Saved data entries:
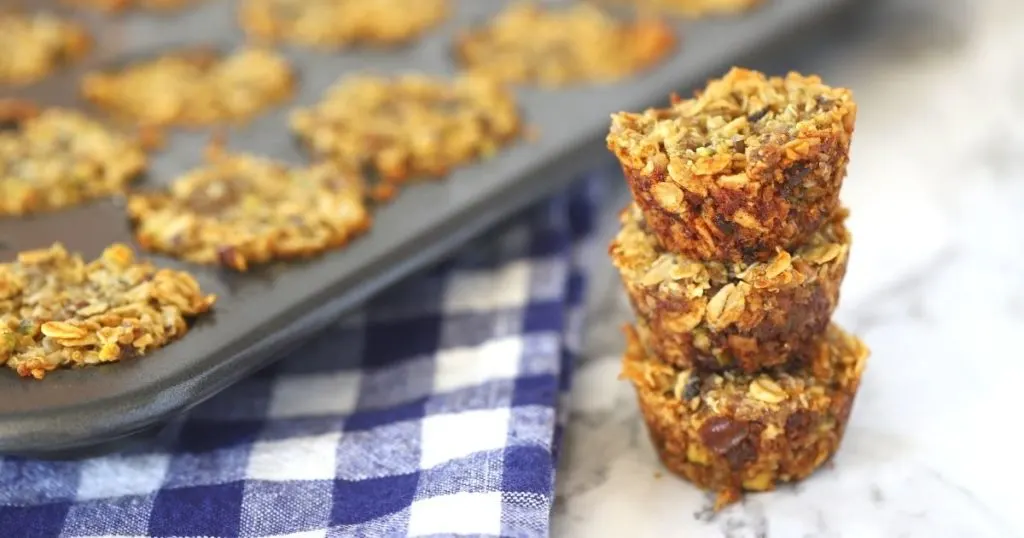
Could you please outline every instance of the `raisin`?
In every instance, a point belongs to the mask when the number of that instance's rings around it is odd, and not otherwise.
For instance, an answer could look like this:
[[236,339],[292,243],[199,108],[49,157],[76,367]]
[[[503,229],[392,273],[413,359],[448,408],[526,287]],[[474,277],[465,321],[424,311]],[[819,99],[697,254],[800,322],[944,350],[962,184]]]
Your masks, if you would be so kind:
[[721,214],[715,214],[715,227],[722,231],[726,235],[732,235],[736,232],[736,225],[729,222]]
[[235,247],[223,246],[218,248],[217,259],[226,267],[237,269],[239,271],[245,270],[245,258]]
[[750,114],[747,115],[747,121],[749,121],[750,123],[757,123],[761,121],[761,118],[768,115],[768,112],[770,111],[771,109],[769,107],[764,107],[761,110],[751,112]]
[[815,422],[814,413],[800,409],[786,419],[786,437],[790,441],[797,441],[806,437],[813,422]]
[[733,469],[743,467],[757,459],[757,448],[750,439],[744,439],[725,453],[725,459]]
[[711,417],[700,427],[700,438],[704,445],[719,455],[728,454],[750,433],[746,421],[728,417]]
[[804,178],[811,173],[811,167],[806,163],[798,163],[783,172],[785,181],[782,183],[782,196],[789,202],[799,201],[803,198]]

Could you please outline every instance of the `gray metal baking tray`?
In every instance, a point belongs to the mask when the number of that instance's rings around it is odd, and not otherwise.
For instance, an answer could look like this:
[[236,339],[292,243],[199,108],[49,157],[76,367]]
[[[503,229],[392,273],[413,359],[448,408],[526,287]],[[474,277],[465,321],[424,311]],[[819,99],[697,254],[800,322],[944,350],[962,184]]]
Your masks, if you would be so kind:
[[[10,4],[10,2],[7,2]],[[455,15],[418,43],[397,50],[318,53],[282,47],[294,63],[300,89],[294,100],[230,133],[229,147],[291,162],[304,154],[286,125],[288,111],[315,102],[339,77],[419,71],[454,74],[454,32],[478,23],[507,2],[456,0]],[[735,18],[679,21],[682,46],[654,70],[621,83],[560,91],[517,90],[525,121],[539,138],[486,162],[457,169],[439,182],[418,184],[377,211],[372,231],[348,248],[304,263],[275,264],[229,274],[151,256],[186,267],[216,293],[215,314],[181,341],[141,360],[51,373],[44,381],[0,370],[0,453],[75,457],[117,447],[279,358],[346,310],[417,268],[437,260],[525,205],[564,187],[577,174],[607,162],[601,149],[610,113],[663,104],[683,91],[788,34],[824,18],[845,0],[768,0]],[[243,36],[236,3],[206,0],[180,14],[129,12],[105,16],[62,9],[51,1],[31,9],[73,13],[97,39],[88,60],[4,97],[89,107],[77,97],[86,71],[182,45],[232,46]],[[180,131],[151,159],[144,186],[167,183],[201,161],[209,131]],[[0,260],[54,241],[96,256],[113,241],[131,242],[128,222],[113,201],[23,219],[0,219]],[[138,248],[136,246],[136,248]]]

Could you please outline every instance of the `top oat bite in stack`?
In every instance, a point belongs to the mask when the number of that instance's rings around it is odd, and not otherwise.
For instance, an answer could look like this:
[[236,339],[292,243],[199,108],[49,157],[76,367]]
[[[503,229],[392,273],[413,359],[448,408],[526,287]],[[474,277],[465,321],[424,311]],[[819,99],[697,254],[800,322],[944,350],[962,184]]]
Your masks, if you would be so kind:
[[842,441],[869,354],[830,322],[856,110],[816,76],[733,69],[612,116],[635,198],[609,248],[637,316],[622,377],[661,461],[716,509],[810,476]]
[[818,77],[733,69],[693,99],[613,115],[608,147],[666,249],[767,261],[838,206],[856,114]]

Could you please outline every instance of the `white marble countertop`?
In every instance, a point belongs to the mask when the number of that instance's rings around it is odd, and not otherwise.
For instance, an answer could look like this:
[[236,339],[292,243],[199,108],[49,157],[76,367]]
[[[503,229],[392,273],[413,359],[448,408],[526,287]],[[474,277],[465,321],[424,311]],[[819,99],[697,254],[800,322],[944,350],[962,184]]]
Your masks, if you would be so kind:
[[860,105],[836,319],[873,353],[838,456],[713,515],[659,464],[616,379],[631,314],[598,257],[556,536],[1024,536],[1024,2],[876,4],[781,67],[848,85]]

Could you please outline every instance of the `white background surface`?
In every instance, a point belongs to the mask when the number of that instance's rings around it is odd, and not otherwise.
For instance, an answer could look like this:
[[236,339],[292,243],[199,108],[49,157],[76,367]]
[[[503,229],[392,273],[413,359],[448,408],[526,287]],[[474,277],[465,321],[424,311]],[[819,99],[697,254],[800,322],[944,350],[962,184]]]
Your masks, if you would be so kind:
[[1024,536],[1024,2],[870,9],[764,66],[818,72],[860,105],[836,319],[873,354],[834,464],[712,516],[658,463],[616,379],[631,314],[598,252],[556,536]]

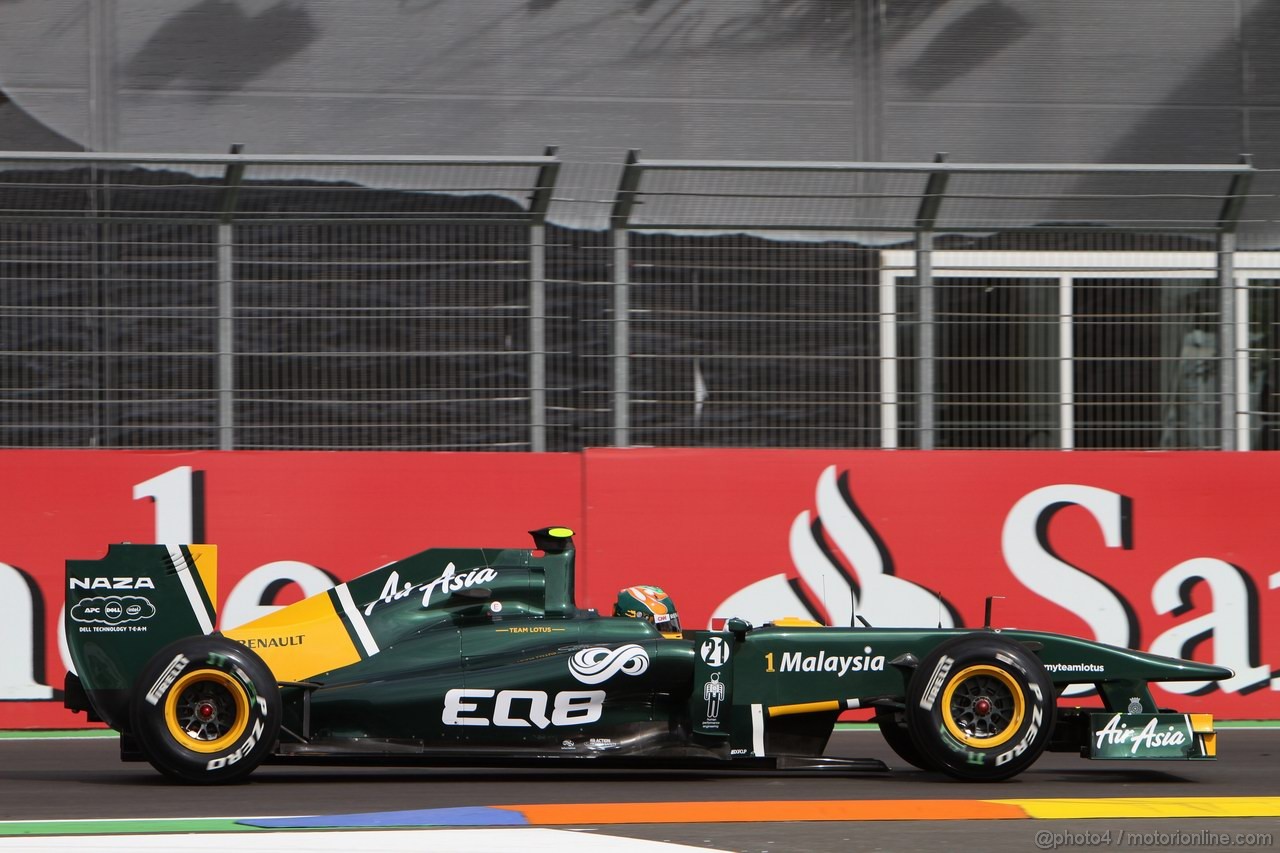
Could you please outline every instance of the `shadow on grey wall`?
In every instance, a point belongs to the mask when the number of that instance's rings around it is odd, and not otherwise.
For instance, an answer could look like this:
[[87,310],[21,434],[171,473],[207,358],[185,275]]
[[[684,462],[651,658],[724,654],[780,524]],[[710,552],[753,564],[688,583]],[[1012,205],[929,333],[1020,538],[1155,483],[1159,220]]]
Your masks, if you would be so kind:
[[[863,42],[861,28],[878,0],[631,0],[623,11],[650,15],[631,56],[680,49],[760,50],[805,43],[818,51],[848,54]],[[894,0],[884,7],[880,37],[896,40],[953,0]],[[998,0],[992,0],[998,2]],[[529,14],[552,12],[561,0],[527,0]],[[616,14],[616,13],[615,13]]]
[[[1162,105],[1144,111],[1102,162],[1235,163],[1251,153],[1255,166],[1280,167],[1280,53],[1274,47],[1280,3],[1254,4],[1238,32],[1242,41],[1204,45],[1199,64],[1170,87]],[[1205,107],[1221,119],[1203,122],[1205,112],[1188,107]]]
[[[553,12],[561,0],[527,0],[529,14]],[[962,13],[957,5],[967,5]],[[1031,29],[1009,0],[631,0],[624,11],[644,16],[644,36],[632,58],[681,50],[773,50],[807,45],[815,52],[857,58],[870,43],[891,45],[935,13],[954,20],[930,42],[910,84],[929,92],[995,58]],[[616,12],[614,13],[616,14]]]
[[231,0],[203,0],[172,16],[124,67],[126,84],[190,86],[217,98],[234,92],[315,41],[305,4],[283,0],[247,15]]
[[792,44],[845,55],[858,42],[857,25],[866,16],[867,3],[760,0],[708,9],[693,0],[636,0],[634,12],[653,12],[653,20],[631,55],[655,56],[680,49],[773,50]]
[[[526,8],[531,15],[537,15],[542,12],[549,12],[560,2],[560,0],[529,0]],[[634,0],[631,11],[641,15],[649,11],[649,7],[662,0]],[[677,3],[683,3],[684,0],[676,0]]]
[[0,92],[0,151],[82,151]]
[[1031,29],[1026,16],[1009,3],[988,0],[943,27],[903,79],[916,94],[928,94],[994,60]]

PROBLEM: Could all the data above be given again exactly, leaving out its images?

OUTPUT FOR THIS TASK:
Could you please outline every instance of the `raisin`?
In every instance, a point belongs to the mask when the number of that instance's rings around it is odd, and not otherwise.
For instance, an answer could look like this:
[[236,339],[292,243],[199,108],[49,157],[76,367]]
[[[503,229],[392,273],[413,359],[448,408],[526,287]],[[474,277],[465,321],[424,311]],[[819,99],[697,254],[800,322],[944,350],[962,184]]]
Your masks, if you would be so kind:
[[721,214],[715,214],[715,227],[722,231],[726,235],[732,235],[736,232],[736,225],[729,222]]
[[235,247],[223,246],[218,248],[217,259],[226,267],[237,269],[239,271],[245,270],[245,258]]
[[750,114],[747,115],[747,121],[749,121],[750,123],[757,123],[761,121],[761,118],[768,115],[768,112],[770,111],[771,109],[769,107],[764,107],[761,110],[751,112]]
[[815,422],[814,413],[800,409],[786,419],[786,437],[790,441],[797,441],[806,437],[813,422]]
[[733,469],[743,467],[757,459],[757,448],[750,439],[744,439],[725,453],[725,459]]
[[711,417],[700,427],[700,438],[704,445],[719,455],[728,454],[750,433],[746,421],[728,417]]
[[804,178],[811,173],[811,167],[806,163],[798,163],[783,172],[785,181],[782,183],[782,196],[789,202],[799,201],[803,198]]

Could you please outline every instance of the `gray metal baking tray`?
In every instance, a point belongs to the mask when the number of that instance's rings around it is odd, and not otherwise.
For instance, an answer could look like this:
[[236,339],[292,243],[199,108],[49,157],[76,367]]
[[[503,229],[392,273],[413,359],[448,408],[526,287]],[[474,277],[465,321],[424,311]],[[819,99],[697,254],[800,322],[944,350],[962,184]]]
Your masks, if you would be so kind:
[[[10,4],[10,2],[7,2]],[[455,15],[418,43],[397,50],[318,53],[282,47],[294,63],[300,89],[294,100],[230,133],[229,147],[291,162],[304,154],[286,125],[288,111],[315,102],[339,77],[419,71],[454,74],[454,32],[478,23],[507,2],[456,0]],[[735,18],[679,21],[682,46],[654,70],[621,83],[560,91],[517,90],[525,121],[539,138],[486,162],[457,169],[439,182],[418,184],[377,211],[372,231],[348,248],[304,263],[275,264],[229,274],[151,256],[186,267],[216,293],[215,314],[181,341],[141,360],[51,373],[44,381],[0,370],[0,453],[75,457],[117,447],[279,358],[346,310],[417,268],[437,260],[525,205],[564,187],[577,174],[607,162],[601,149],[610,113],[663,104],[683,91],[788,34],[824,18],[845,0],[768,0]],[[243,36],[236,3],[206,0],[180,14],[129,12],[105,16],[62,9],[51,1],[31,9],[73,13],[97,39],[88,60],[4,97],[89,107],[77,97],[86,71],[182,45],[232,46]],[[180,131],[151,159],[144,186],[167,183],[201,161],[209,131]],[[0,260],[54,241],[96,256],[113,241],[131,242],[128,222],[113,201],[23,219],[0,219]],[[138,248],[136,246],[136,248]]]

Could you please outline every instance of the `top oat bite in stack`?
In every instance, a point belongs to the mask when the number of that instance's rings around it is odd, and not otherwise.
For instance, an answer could look like this:
[[236,339],[292,243],[199,108],[49,157],[76,367]]
[[[503,229],[392,273],[413,359],[448,408],[526,287]],[[474,277],[465,321],[424,311]],[[819,99],[697,254],[800,322],[944,350],[962,184]]]
Your masks, if you would be so kind:
[[842,441],[869,354],[830,322],[856,110],[816,76],[733,69],[612,116],[635,198],[609,248],[637,316],[622,377],[661,461],[716,509],[810,476]]
[[818,77],[733,69],[693,99],[613,115],[608,147],[666,249],[767,261],[838,206],[856,114]]

Could you please outline every instance of the `white marble countertop`?
In every instance, a point belongs to the mask when the number of that instance's rings around it is odd, and not otherwise.
For instance, an answer could look like this:
[[236,339],[292,243],[199,108],[49,157],[76,367]]
[[[503,229],[392,273],[413,359],[448,408],[526,287]],[[474,277],[465,321],[424,311]],[[819,99],[697,254],[800,322],[944,350],[962,184]]]
Your masks, if you would be so kind:
[[860,105],[836,319],[873,353],[838,456],[713,515],[659,464],[616,379],[631,314],[598,257],[556,536],[1024,536],[1024,2],[876,4],[781,67],[848,85]]

Could you please outline every instance of the `white background surface`?
In every instance, a point belongs to the mask when the number of that instance's rings around it is odd, and not otherwise.
For instance, an answer could look like this:
[[236,339],[292,243],[199,108],[49,157],[76,367]]
[[[503,229],[392,273],[413,359],[448,408],[526,287]],[[474,277],[465,321],[424,311]],[[819,99],[697,254],[800,322],[944,350],[962,184]]]
Your masks, if you would be so kind:
[[1024,536],[1024,2],[870,9],[764,66],[818,72],[860,105],[836,319],[873,354],[834,464],[712,516],[658,463],[616,379],[631,314],[598,252],[556,536]]

Could you please outline every instance of the `shadow on grey wall`?
In every instance, a point belongs to the mask when the number of that instance's rings around it is odd, and not otherwise.
For instance, an answer could look like this:
[[87,310],[21,434],[171,473],[207,358],[185,275]]
[[[684,462],[651,658],[724,654],[780,524]],[[710,552],[753,564],[688,583]],[[1012,205],[929,333],[1020,538],[1155,483],[1159,220]]]
Your masks, if you would be so kind:
[[[863,42],[861,28],[878,0],[631,0],[623,11],[650,15],[631,56],[680,49],[760,50],[805,43],[818,51],[848,54]],[[894,0],[884,7],[880,37],[896,40],[953,0]],[[998,0],[992,0],[998,2]],[[529,14],[552,12],[561,0],[527,0]],[[616,14],[616,13],[615,13]]]
[[[1162,105],[1144,111],[1102,162],[1235,163],[1251,153],[1255,166],[1280,167],[1280,53],[1274,47],[1280,3],[1254,4],[1238,32],[1242,41],[1204,45],[1199,64],[1170,87]],[[1205,107],[1221,119],[1203,122],[1205,112],[1188,107]]]
[[[553,12],[561,0],[527,0],[529,14]],[[962,13],[957,5],[967,5]],[[1031,29],[1009,0],[631,0],[624,11],[644,16],[644,36],[632,58],[681,50],[773,50],[807,45],[815,52],[857,58],[870,43],[891,45],[935,13],[954,20],[930,42],[910,84],[929,92],[995,58]],[[616,12],[614,13],[616,14]]]
[[231,0],[203,0],[172,16],[124,67],[126,84],[190,86],[217,98],[234,92],[315,41],[305,4],[283,0],[247,15]]
[[792,44],[845,55],[858,42],[857,25],[866,16],[867,3],[760,0],[708,9],[693,0],[636,0],[634,12],[653,12],[653,20],[631,55],[655,56],[680,49],[773,50]]
[[[526,8],[531,15],[537,15],[542,12],[549,12],[560,2],[560,0],[529,0]],[[634,0],[631,11],[641,15],[649,11],[649,7],[662,0]],[[677,3],[683,3],[684,0],[676,0]]]
[[0,92],[0,151],[82,151]]
[[1031,29],[1026,16],[1009,3],[988,0],[943,27],[903,79],[916,94],[928,94],[994,60]]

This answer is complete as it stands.